### Information provided
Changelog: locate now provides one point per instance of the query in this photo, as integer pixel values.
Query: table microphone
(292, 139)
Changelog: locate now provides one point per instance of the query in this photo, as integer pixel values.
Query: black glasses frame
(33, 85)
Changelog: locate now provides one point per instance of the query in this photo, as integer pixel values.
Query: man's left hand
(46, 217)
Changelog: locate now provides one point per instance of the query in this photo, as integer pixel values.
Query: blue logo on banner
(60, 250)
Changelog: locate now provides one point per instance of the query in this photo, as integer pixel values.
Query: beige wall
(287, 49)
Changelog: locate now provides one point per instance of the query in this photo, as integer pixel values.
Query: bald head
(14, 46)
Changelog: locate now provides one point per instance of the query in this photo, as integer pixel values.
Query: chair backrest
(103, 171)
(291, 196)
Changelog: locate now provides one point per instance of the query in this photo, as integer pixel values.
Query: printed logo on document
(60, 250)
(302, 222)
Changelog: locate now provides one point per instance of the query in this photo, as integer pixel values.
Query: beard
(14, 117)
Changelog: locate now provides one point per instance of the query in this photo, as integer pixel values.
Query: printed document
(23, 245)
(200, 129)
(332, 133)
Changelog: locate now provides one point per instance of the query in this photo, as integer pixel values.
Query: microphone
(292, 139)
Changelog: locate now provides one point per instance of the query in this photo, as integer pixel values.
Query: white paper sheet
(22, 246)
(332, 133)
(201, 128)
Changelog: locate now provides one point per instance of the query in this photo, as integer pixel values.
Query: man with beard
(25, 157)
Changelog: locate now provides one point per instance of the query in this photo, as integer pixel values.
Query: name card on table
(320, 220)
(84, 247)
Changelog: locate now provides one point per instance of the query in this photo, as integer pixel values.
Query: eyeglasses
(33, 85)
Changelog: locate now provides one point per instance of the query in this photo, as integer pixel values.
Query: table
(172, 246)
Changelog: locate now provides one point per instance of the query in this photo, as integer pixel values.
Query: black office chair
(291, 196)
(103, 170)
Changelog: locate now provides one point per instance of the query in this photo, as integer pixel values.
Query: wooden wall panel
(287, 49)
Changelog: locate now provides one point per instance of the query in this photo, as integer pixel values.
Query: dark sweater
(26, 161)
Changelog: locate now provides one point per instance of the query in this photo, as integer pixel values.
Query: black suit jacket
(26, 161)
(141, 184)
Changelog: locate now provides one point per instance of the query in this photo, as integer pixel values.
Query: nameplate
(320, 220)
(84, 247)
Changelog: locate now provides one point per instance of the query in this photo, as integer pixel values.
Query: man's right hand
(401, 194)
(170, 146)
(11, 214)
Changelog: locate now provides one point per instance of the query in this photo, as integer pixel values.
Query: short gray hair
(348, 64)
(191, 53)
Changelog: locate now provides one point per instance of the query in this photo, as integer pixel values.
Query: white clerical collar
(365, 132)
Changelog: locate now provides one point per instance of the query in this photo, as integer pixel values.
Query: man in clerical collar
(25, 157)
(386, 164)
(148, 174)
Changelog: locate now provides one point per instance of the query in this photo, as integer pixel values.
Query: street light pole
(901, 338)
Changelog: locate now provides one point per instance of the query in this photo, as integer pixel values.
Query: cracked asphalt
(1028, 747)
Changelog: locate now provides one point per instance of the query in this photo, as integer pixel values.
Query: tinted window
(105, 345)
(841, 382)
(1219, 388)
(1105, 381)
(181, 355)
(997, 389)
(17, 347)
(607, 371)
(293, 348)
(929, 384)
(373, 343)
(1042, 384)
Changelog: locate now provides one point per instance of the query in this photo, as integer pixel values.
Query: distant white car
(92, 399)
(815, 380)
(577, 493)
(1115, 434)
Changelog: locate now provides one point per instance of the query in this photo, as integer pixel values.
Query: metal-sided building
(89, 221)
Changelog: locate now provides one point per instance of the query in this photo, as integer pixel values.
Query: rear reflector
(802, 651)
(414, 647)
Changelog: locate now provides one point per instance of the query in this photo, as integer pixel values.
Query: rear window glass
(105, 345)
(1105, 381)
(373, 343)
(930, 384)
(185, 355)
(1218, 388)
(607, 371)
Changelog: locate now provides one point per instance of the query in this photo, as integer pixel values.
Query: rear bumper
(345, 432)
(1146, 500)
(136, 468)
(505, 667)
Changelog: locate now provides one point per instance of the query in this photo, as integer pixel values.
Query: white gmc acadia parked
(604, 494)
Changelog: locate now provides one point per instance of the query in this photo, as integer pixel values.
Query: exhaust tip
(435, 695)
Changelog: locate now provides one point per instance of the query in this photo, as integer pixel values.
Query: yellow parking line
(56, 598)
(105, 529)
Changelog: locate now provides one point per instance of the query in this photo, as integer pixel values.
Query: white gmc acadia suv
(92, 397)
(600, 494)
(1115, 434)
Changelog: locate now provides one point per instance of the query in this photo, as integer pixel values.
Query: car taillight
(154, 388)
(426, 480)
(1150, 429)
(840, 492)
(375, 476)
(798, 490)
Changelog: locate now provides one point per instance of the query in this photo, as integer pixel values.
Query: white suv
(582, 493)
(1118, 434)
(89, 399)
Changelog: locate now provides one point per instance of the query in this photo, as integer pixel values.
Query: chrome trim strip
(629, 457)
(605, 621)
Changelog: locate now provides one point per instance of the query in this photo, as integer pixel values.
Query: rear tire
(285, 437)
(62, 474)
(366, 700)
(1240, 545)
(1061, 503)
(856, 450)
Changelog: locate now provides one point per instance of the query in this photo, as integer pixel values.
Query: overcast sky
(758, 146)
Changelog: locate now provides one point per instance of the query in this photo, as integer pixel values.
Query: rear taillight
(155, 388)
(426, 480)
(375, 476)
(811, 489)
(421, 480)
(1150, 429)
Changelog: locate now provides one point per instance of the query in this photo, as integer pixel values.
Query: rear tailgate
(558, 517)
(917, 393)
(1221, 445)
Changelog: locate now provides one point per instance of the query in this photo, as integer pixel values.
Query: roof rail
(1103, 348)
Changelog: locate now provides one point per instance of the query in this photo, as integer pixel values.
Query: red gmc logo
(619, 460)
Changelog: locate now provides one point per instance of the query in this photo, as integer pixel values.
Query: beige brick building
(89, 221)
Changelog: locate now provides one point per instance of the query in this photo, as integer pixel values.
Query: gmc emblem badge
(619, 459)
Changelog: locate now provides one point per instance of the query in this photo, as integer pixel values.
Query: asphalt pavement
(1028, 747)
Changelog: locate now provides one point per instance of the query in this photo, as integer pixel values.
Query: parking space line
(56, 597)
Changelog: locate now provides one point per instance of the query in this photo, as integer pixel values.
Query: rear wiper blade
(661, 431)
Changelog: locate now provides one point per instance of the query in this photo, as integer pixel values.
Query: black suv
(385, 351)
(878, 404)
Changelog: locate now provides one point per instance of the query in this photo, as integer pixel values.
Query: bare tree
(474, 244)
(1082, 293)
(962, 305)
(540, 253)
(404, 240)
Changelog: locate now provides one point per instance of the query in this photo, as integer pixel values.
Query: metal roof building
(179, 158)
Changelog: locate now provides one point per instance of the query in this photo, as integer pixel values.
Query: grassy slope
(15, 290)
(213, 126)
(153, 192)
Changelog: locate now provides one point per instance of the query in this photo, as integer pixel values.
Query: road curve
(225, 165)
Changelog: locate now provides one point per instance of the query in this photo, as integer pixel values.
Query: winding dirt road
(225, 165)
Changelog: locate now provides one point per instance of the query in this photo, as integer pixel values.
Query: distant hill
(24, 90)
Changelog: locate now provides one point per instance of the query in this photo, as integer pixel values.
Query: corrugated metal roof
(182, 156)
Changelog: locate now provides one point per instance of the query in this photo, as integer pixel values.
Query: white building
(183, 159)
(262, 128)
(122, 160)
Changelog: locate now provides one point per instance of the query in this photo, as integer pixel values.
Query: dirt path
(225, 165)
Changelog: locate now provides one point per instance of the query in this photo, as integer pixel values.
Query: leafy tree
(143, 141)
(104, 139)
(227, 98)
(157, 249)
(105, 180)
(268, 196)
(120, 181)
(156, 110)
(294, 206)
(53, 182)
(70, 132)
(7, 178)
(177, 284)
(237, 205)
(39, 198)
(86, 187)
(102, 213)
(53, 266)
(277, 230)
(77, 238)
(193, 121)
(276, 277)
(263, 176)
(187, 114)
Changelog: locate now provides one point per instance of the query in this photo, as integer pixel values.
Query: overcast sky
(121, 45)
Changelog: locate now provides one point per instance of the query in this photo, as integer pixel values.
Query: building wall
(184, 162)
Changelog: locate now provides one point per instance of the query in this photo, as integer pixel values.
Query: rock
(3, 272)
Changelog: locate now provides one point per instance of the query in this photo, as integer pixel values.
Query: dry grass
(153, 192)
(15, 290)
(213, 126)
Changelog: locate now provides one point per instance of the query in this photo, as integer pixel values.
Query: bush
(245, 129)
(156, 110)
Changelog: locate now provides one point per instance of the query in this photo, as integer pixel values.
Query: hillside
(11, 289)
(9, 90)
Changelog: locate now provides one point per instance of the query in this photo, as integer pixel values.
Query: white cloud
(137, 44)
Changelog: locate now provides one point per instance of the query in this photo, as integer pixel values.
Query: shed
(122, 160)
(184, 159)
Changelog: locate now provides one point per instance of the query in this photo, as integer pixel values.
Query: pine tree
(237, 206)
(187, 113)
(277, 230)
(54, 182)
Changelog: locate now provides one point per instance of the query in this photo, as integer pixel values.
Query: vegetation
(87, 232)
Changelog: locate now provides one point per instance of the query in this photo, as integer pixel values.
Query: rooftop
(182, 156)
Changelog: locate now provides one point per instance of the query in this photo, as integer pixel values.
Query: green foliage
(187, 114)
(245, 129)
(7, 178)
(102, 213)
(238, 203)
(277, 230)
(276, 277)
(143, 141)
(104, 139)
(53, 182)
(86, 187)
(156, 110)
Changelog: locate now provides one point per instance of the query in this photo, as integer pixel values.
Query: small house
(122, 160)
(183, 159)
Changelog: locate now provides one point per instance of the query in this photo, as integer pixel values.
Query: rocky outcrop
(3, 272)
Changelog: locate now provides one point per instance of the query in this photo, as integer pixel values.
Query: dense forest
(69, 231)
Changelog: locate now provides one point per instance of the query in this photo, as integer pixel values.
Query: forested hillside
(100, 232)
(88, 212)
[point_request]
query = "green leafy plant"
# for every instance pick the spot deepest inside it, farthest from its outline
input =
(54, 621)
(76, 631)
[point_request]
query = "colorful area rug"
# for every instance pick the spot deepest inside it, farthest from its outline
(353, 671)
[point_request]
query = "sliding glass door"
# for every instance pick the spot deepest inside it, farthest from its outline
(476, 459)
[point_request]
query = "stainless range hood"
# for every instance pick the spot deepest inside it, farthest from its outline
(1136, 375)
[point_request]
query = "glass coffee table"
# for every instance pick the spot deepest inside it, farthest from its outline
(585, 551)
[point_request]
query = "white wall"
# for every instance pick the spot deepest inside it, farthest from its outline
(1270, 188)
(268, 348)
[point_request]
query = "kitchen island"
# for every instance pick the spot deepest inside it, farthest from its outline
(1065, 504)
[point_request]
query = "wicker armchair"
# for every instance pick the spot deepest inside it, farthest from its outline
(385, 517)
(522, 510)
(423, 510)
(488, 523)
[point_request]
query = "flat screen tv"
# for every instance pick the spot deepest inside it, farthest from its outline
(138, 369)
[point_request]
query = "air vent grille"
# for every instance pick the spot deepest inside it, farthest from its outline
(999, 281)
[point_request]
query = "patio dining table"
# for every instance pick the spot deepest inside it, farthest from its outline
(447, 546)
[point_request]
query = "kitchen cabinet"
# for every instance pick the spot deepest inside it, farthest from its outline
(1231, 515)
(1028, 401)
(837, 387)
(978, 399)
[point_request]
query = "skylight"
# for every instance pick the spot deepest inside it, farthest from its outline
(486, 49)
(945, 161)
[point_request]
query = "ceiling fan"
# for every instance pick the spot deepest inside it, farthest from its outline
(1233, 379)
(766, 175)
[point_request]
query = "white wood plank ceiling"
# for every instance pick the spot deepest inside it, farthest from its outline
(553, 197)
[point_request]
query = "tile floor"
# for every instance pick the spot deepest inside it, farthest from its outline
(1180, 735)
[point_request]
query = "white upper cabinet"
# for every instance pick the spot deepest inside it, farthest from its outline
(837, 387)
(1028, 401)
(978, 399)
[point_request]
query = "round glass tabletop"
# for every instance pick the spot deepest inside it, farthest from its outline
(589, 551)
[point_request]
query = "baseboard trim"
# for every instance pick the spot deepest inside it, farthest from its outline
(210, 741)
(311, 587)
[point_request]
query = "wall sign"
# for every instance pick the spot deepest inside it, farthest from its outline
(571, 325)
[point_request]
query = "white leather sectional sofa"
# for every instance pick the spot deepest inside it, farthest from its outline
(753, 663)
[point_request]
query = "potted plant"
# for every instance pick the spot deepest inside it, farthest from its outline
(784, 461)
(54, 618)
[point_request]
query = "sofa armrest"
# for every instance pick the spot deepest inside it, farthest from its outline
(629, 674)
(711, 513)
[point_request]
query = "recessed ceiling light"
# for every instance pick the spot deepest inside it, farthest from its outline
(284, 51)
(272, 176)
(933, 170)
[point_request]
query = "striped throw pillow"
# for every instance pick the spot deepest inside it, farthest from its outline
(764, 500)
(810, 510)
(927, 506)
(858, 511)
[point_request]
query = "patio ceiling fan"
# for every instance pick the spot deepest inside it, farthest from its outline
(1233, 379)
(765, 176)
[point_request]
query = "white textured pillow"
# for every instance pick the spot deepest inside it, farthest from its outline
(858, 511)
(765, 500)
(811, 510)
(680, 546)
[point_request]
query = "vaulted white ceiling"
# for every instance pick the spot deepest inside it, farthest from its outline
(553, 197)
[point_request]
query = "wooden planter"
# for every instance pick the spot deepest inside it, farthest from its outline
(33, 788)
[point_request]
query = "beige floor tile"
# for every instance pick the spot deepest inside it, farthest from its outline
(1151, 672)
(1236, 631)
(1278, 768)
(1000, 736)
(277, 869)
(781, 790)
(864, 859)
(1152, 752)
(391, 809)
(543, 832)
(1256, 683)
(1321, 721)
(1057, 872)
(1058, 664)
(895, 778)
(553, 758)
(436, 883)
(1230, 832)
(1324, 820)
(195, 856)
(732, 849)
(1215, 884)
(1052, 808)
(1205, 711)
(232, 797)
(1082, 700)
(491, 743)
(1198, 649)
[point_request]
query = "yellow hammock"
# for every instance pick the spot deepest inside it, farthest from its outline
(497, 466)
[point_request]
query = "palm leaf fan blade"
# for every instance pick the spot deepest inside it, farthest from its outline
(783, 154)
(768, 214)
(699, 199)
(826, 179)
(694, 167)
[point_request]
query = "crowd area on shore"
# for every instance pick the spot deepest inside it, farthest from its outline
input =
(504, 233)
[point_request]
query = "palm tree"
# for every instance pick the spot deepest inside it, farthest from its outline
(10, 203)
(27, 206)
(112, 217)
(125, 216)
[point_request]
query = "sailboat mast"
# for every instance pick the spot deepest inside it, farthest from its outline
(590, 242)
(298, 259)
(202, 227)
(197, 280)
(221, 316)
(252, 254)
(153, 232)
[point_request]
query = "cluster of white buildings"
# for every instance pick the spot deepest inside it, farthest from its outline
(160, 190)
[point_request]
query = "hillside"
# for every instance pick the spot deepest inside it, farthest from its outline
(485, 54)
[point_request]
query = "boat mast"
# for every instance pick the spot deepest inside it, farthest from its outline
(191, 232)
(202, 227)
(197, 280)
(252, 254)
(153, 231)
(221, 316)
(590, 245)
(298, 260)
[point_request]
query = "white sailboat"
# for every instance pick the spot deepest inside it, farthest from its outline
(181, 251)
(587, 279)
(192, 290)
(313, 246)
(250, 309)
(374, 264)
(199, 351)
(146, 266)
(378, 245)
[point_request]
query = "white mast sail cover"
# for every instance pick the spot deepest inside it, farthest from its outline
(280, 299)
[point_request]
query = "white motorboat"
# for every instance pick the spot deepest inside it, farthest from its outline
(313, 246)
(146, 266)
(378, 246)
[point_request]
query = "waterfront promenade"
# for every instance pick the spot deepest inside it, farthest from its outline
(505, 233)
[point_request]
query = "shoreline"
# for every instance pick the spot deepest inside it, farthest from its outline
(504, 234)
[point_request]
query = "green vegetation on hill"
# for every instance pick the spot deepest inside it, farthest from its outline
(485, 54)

### What is required
After reading the entries above, state how many lines hold the word "mast", with no text besides the number.

### Output
3